PASSAGE SHOWN:
Europe's leading scientists have pledged to embrace and expand the role of technology in the Humanities. In a Science Policy Briefing released today by the European Science Foundation (ESF), they argue that without Research Infrastructures (RIs) such as archives, libraries, academies, museums and galleries, significant strands of Humanities research would not be possible. By drawing on a number of case studies, the report demonstrates that digital RIs offer Humanities scholars new and productive ways to explore old questions and develop new ones.
According to Professor Claudine Moulin, lead scientist and Chair of the ESF Science Policy Briefing editorial group: "Making our cultural heritage accessible in digital form, and interlinking it sensitively with other resources, opens a new frontier for Humanities research for addressing grand challenges in the Humanities themselves, and at the interface with other research domains."
The report argues that while there are many sophisticated RIs in other domains of science that can inform and further Humanities research, ultimately, it is also necessary for Humanities scholars to build and have access to 'fit for purpose' Humanities RIs, given the nature of their data sets, research methods and working practices.

DATA SECTION:
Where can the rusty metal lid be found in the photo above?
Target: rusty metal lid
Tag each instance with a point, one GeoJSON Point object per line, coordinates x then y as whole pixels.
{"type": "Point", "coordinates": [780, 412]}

WORK TO COMPLETE:
**1.** Condense the paragraph of the Humanities infrastructure passage that begins "Europe's leading scientists have pledged" into a short bulleted list that keeps its main facts.
**2.** Carry on the Humanities infrastructure passage with a further paragraph that starts right after its sentence about "fit for purpose" Humanities RIs.
The listing can be left aside for what follows.

RESULTS:
**1.**
- Europe's leading scientists have pledged to embrace and expand the role of technology in the Humanities.
- A Science Policy Briefing from the European Science Foundation (ESF) argues that much Humanities research depends on Research Infrastructures (RIs) such as archives, libraries, academies, museums and galleries.
- Drawing on case studies, the report shows that digital RIs give scholars new, productive ways to explore old questions and develop new ones.

**2.**
Despite the advancements of recent decades, some Humanities researchers have been reluctant to realise and acknowledge the advantages that the application of computing technology to Humanities can bring. In order to attract a new generation of Humanities researchers to carry out such work, a number of ongoing problems need to be addressed. According to the Science Policy Briefing, these include the development of a language of common understanding between the computing and non-computing Humanities, the lack of appropriate funding models for such projects, as well as the institutional and professional transformations that are needed to underpin such work.
Professor Milena Žic Fuchs, Chair of the Standing Committee for the Humanities at the ESF, comments: "Digital infrastructures are developing rapidly but unevenly, and there is an urgent need for coordination, standardisation and sharing of experience to prevent unnecessary duplication and the atomisation of good initiatives. This Science Policy Briefing identifies already pressing and future needs by focusing on current developments and initiatives, with the aim of bringing to the fore intellectual challenges rather than mainly technical or funding issues."
The report's focus in on developing a common strategy on RIs in the Humanities at a European level; it identifies seven key areas of priorities and future research directions.
- State of the art and needs: current research activities and future needs; partnerships across communities and institutions; RI ecosystems where multiple levels of RIs can co-exist and collaborate; higher education programmes.
- Physical and digital RIs: challenges of, and potential solutions for, integrating physical and digital RIs; interdisciplinary communicators.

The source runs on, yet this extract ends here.